# Passage shown
Wax Selection – Leaders in Pharma, Biotech & MedTech Recruitment
Reversing its initial decision to reject the drug, NICE has issued a positive recommendation for Kyowa Kirin’s rare disease drug Crystiva, the first treatment approved to target the underlying pathophysiology of X-Linked Hypophosphataemia (XLH).
The U-turn is good news for the Japan company, which negotiated on the price of the treatment behind closed doors after the NICE’s conclusion that the drug wasn’t cost effective.
the UK’s cost-effectiveness watchdog is now set to recommend the twice-monthly injection for the treatment of XLH in children and young people with growing bones, with final guidance expected in October.
Tom Stratford, CEO, Kyowa Kirin International said: It is a major development that NICE has recommended Crysvita for routine use among children and young people with XLH in England and Wales.
“This marks a step change in treatment for XLH, emphasised through the emotional testimonies provided by patient groups and clinicians following the first evaluation consultation.”
Characterised by bowed or bent legs, a short stature, bone pain and delayed walking, XLH is first seen in infants but can also affect adults.
It is caused by low levels of phosphate in the blood, resulting in life-long physical disabilities.
Until now, treating this disease has consisted of multiple daily doses of phosphate and vitamin D to counteract the effects of FGF23, a protein that when produced excessively, reduces renal phosphates in the blood.
Crysvita targets this pathway by blocking the activity of FGF23, restoring phosphate blood levels by reducing phosphate loss via the kidneys.
Commenting on NICE’s decision, Oliver Gardiner, Board Member at XLH UK, said: “This is important news for children and young adults with XLH who will now be able to benefit from Crysvita routinely on the NHS.
“Access to a treatment that tackles the underlying mechanism and has the potential to avoid or mitigate substantial physical and emotional challenges, will truly make a difference to the lives of patients and their families.”
Crysvita was already accessible to patients under the NHS via the UK’s early access programme, which will be extended to allow time for NHS England to implement NICE’s final guidance.

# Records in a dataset

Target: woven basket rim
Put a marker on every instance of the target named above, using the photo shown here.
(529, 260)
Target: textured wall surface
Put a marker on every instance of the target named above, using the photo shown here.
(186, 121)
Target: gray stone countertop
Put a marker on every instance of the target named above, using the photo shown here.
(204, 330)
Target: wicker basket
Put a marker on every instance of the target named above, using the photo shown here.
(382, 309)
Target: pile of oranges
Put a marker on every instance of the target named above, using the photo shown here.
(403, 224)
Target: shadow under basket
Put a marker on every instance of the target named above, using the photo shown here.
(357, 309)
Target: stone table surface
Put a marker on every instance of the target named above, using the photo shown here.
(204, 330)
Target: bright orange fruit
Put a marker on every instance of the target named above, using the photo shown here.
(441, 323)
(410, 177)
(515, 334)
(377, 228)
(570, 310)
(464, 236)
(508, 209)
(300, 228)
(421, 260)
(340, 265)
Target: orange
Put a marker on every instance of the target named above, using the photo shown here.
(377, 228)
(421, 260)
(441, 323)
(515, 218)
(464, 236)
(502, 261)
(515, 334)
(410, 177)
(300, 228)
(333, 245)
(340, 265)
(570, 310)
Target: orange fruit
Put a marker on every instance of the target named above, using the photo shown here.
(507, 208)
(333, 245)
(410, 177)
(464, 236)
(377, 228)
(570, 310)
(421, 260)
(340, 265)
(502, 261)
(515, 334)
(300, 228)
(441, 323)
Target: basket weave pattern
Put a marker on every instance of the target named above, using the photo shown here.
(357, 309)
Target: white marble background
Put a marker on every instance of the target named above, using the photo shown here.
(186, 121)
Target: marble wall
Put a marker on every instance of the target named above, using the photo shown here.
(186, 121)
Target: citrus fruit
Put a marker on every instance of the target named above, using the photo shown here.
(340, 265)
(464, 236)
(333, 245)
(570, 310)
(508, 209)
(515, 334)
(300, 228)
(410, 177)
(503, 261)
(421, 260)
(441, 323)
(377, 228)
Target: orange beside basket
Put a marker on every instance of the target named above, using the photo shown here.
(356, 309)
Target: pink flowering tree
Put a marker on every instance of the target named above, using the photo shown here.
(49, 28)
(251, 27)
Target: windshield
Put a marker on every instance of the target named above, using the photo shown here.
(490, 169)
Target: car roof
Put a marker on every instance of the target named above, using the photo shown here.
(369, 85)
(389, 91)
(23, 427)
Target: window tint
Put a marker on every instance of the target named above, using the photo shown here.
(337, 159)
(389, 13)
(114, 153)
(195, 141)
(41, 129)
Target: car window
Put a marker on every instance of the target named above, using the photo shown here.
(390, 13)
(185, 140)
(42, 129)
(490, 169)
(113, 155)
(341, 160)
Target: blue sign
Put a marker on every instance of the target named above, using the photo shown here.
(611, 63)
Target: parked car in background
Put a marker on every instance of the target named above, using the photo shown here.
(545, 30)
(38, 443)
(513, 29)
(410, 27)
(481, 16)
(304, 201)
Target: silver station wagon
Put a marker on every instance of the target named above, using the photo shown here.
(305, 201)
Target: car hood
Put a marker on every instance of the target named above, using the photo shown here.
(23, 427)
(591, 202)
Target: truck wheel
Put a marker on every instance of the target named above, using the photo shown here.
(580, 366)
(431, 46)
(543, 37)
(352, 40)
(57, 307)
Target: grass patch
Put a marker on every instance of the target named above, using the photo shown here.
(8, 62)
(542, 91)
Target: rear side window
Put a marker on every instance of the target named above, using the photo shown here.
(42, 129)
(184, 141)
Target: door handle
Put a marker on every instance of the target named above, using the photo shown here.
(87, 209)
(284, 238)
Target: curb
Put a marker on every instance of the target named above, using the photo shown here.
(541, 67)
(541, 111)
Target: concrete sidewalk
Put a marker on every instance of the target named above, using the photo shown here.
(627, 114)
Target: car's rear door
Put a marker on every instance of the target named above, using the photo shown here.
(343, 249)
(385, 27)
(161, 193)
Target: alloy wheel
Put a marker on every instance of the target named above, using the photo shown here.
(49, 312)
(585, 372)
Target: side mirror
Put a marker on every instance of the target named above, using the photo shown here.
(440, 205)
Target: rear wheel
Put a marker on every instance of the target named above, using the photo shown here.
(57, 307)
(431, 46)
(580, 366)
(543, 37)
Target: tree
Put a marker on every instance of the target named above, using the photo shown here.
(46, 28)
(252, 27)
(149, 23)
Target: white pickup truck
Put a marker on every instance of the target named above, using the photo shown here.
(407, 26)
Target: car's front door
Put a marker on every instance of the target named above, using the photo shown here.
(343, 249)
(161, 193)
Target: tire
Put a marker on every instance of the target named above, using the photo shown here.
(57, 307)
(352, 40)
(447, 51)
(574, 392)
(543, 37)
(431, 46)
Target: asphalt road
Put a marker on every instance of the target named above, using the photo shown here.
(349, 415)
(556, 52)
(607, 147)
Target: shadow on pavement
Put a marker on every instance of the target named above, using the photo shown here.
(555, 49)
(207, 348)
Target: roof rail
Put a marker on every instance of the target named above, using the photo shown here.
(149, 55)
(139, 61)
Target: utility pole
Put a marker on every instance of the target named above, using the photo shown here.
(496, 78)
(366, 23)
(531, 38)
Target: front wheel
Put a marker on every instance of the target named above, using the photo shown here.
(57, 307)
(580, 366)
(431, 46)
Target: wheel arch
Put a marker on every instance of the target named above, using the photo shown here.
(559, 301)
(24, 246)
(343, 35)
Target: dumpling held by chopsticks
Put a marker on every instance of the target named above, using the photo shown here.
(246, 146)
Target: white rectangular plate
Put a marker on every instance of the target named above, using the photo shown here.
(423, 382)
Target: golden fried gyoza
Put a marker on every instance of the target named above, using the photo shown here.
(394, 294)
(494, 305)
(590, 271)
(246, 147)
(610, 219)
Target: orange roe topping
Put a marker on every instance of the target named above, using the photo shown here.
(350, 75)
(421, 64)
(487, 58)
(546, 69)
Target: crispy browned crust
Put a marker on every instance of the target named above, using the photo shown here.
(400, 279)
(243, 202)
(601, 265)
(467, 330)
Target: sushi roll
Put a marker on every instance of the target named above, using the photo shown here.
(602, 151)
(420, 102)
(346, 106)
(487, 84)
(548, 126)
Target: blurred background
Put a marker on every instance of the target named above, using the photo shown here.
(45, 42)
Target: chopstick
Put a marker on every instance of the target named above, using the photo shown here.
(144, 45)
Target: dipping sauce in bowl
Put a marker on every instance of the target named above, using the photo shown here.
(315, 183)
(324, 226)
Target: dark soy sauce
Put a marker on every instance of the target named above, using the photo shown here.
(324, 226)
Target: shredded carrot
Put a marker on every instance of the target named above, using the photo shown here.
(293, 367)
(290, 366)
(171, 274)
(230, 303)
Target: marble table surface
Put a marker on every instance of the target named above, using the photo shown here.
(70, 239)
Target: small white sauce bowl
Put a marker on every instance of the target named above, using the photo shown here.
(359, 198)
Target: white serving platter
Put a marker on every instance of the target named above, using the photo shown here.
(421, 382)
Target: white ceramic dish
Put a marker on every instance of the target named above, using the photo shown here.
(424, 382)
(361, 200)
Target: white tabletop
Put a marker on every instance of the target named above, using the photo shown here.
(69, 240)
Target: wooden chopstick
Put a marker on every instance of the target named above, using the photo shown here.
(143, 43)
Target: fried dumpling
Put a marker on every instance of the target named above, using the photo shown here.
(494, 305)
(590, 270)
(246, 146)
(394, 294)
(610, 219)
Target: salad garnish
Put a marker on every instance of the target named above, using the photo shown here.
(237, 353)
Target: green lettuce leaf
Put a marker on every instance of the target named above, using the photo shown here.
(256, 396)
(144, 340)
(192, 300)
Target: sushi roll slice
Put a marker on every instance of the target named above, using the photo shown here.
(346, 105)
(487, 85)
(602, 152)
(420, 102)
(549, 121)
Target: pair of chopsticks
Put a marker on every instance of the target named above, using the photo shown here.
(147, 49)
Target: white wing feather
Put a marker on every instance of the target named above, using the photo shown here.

# Your tasks
(a) Summarize the article on NICE's drug decision in two sentences.
(b) Please repeat the stretch of the article on NICE's drug decision from "Crysvita targets this" through "NICE’s final guidance.".

# Outputs by task
(a) NICE has reversed its initial decision to reject Kyowa Kirin's rare disease drug and issued a positive recommendation for it as a twice-monthly injection for children and young people with growing bones who have X-Linked Hypophosphataemia (XLH), with final guidance expected in October. XLH is caused by low levels of phosphate in the blood, and the drug blocks the activity of FGF23 to restore phosphate blood levels by reducing phosphate loss via the kidneys.

(b)
Crysvita targets this pathway by blocking the activity of FGF23, restoring phosphate blood levels by reducing phosphate loss via the kidneys.
Commenting on NICE’s decision, Oliver Gardiner, Board Member at XLH UK, said: “This is important news for children and young adults with XLH who will now be able to benefit from Crysvita routinely on the NHS.
“Access to a treatment that tackles the underlying mechanism and has the potential to avoid or mitigate substantial physical and emotional challenges, will truly make a difference to the lives of patients and their families.”
Crysvita was already accessible to patients under the NHS via the UK’s early access programme, which will be extended to allow time for NHS England to implement NICE’s final guidance.